▶ _Assigned task_: Which lines in the data below contain the word "find"? Return each of them.

▶ _Records to process_:
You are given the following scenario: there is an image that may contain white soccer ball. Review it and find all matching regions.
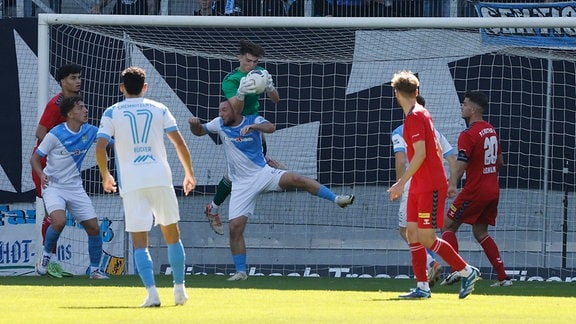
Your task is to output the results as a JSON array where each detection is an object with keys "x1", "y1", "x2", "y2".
[{"x1": 246, "y1": 69, "x2": 269, "y2": 94}]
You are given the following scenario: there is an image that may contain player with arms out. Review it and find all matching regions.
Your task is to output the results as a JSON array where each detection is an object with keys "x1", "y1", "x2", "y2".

▶ _Task solution_:
You are given the following scenario: there is an image that may contain white soccer ball. Review it and find all matching regions.
You are given the following scenario: there is an image that may contain player with arms out. Review it and find all matching regions.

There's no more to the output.